**Challenge A**
In the weekly readings post, reproduce the passage that begins at the words "Testing PySpark Code" and stops after "Interesting information tidbit.".
**Challenge B**
Render this sentence from the weekly readings post in Spanish: "It is still an interesting analysis on the developer market."
**Challenge C**
Go on with the weekly readings post from its final line.

2020#48 Readings of the Week
8 minutes read | 1548 words by Ruben BerenguelSpark 3 is here! Rejoice!
NOTE: Spark (quite a bit), Python, Golang, Maths and a bit of miscellanea. Expect a similar wide range in the future as well. You can check all my weekly readings by checking the tag here. You can also get these as a weekly newsletter by subscribing here.
How to Solve Non-Serializable Errors When Instantiating Objects In Spark UDFs
I guess it’s one of those “if you haven’t seen this issue you have not written enough Spark code yet”. Or you have impressive luck, congrats.
Apple Team Working on VR and AR Headset and AR Glasses
A friend just got an Oculus Quest and so far is very happy. I’m looking forward virtual terminals.
Five highlights on the Spark 3.0.0 Release
A quick summary of what you can find in Spark 3 from Thiago. I fully endorse his Python comment here.
No more ad-hoc requests! The journey from data service to data product organizations
This is, of course, assuming the organisation uses the tools you provide instead of not even paying attention.
Egyptian Karkade - Hibiscus Iced Tea Recipe
This is what we drink at home during summer (I’m sipping a glass right now). This makes it sound more complicated than it should. Steps:
- Buy dried hibiscus flowers and wait until they are delivered
- Place enough to cover the bottom of a glass bottle or heat/cold proof container (say, a 1 or 2 liter bottle) so you don’t see much of the bottom (tweak as needed after the first time you do)
- Boil 1/2 cups of water and pour them on step 2
- Let it rest until warm, fill fully and place in the fridge
- Enjoy, optionally with sugar.
If the flowers are large (which is the usual) you just need a bottle with a coarse filter, or just be a bit careful. No need to “do” much. It’s excellent for the heat, and if you happen to have pomegranates around, get a thin sliver of peel (without no white rind, important) and add to step 2. Optionally as well, add a lot of peel and some of the pomelo flesh for a bitter, tarter taste.
Go generics draft design: building a hashtable
I’m liking the proposal for Go generics now. This is what I thought they should be some time ago.
Testing PySpark Code
Matthew Powers (you may have visited his blog, Munging Data) has created a PySpark testing library that looks great. It has my PySpark seal of approval!
How the Nintendo Switch prevents downgrades by irreparably blowing its own fuses
Interesting information tidbit.
Databricks was ready for the recession. Now the start-up is poised to go public next year
I use Databricks at work (and know a few people there). It is an excellent product, but… are open-source-turned to companies really going to be great/shape the future/not close? There are not that many examples to draw from, and most I can think are either very recent (Confluent, Databricks) or not very large/doing well (Lightbend). And that’s not counting Hortonworks/Cloudera.
Copying Better: How To Acquire The Tacit Knowledge of Experts
A very interesting follow-up to part 1 (in last week’s newsletter/post). You may recognise the domain/blog from another previous newsletter, about the metagame.
Two years of micro-frontends: A retrospective
Such flexibility sounds like a nightmare for some people I know.
Hiring and the market for lemons
I vaguely remember reading this post a few years ago. It is still an interesting analysis on the developer market.
TornadoVM: Accelerating Java with GPUs and FPGAs
A microkernel and VM on top of Graal to generate OpenCL code for the JVM. That’s a mouthful.

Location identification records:
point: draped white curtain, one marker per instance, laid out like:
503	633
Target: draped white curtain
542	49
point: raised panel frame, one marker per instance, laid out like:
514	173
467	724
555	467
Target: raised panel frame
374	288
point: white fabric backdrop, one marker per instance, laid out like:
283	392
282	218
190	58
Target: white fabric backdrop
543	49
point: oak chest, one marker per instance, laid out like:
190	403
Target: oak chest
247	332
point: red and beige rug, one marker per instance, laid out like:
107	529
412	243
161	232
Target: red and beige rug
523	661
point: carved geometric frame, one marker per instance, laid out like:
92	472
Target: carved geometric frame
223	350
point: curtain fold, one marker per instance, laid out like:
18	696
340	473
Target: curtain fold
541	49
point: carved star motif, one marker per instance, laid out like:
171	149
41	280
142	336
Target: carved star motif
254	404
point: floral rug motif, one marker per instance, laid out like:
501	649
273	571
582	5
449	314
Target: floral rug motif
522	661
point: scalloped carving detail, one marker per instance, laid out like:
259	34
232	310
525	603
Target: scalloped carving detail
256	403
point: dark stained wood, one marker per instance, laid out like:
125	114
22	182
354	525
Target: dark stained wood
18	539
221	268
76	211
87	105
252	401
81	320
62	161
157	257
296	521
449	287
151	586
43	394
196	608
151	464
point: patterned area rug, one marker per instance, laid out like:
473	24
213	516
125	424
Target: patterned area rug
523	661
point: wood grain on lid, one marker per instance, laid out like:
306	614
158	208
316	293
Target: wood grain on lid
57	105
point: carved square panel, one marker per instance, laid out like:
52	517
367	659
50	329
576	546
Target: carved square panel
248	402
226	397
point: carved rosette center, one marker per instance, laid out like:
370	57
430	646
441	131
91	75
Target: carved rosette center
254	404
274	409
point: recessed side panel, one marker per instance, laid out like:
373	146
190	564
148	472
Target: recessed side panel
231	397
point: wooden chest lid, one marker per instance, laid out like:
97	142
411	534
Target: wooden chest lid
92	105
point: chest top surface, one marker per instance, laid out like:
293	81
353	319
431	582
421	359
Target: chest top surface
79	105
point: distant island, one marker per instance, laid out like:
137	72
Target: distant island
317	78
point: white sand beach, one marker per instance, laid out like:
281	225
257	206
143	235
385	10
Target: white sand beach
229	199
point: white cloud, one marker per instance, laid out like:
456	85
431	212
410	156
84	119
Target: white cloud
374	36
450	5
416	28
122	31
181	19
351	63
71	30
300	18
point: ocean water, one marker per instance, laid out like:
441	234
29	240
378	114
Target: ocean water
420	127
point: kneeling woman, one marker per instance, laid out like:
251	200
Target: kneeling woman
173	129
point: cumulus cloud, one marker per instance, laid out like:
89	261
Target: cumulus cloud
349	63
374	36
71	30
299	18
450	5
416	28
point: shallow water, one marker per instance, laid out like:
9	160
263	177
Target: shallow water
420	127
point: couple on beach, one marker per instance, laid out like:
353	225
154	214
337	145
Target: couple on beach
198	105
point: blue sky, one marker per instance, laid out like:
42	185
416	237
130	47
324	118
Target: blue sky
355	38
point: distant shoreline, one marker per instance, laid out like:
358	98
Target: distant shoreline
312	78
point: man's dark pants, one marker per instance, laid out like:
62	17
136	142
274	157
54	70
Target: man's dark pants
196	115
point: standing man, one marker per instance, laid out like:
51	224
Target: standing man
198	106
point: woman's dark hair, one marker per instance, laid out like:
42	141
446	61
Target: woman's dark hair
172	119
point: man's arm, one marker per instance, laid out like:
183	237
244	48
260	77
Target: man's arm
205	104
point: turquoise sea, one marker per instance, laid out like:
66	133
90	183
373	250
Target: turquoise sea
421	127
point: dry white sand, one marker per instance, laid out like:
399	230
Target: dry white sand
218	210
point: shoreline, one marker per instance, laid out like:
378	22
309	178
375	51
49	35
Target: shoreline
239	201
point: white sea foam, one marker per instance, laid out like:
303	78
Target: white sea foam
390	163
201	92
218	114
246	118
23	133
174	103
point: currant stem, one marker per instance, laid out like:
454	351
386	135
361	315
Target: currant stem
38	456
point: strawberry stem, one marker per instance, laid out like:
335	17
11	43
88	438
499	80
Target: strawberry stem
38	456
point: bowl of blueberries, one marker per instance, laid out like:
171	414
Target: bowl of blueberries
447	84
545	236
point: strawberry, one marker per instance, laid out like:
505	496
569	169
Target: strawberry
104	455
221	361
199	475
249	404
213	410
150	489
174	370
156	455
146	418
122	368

**Exercise output A**
Testing PySpark Code
Matthew Powers (you may have visited his blog, Munging Data) has created a PySpark testing library that looks great. It has my PySpark seal of approval!
How the Nintendo Switch prevents downgrades by irreparably blowing its own fuses
Interesting information tidbit.

**Exercise output B**
Sigue siendo un análisis interesante sobre el mercado de desarrolladores.

**Exercise output C**
Want to Be More Productive? Try Doing Less.
There are some interesting ideas in this.
Using JAX, numpy, and optimization techniques to improve separable image filters
This is a very understandable explanation about how to use automated differentiation (a very powerful technique) to optimise. And in particular, how to use the JAX library (an almost numpy drop-in replacement with built in automated differentiation in CPUs and GPUs).
How are Unix pipes implemented?
This is probably way more than you want to know about how pipes are implemented. Trust me.
What Is the Geometry of the Universe?
Pretty good explanations and diagrams, as usual with Quanta.
New Math Measures the Repulsive Force Within Polynomials
Another article from Quanta. This and Nautilus are the only publications I read regularly, and for a reason: good writing and good science.
Writing New Image Hashing Algorithms to Help a Yearbook Teacher
Locality sensitive hashing! Unexpected, I wasn’t aware it can be used for images.
How we came to create a new image placeholder algorithm, BlurHash
The result looks very good. I need to try to write a version of this.
Not just CPU: writing custom profilers for Python
I wasn’t aware you could write your own profilers for Python. After reading this, you will know too.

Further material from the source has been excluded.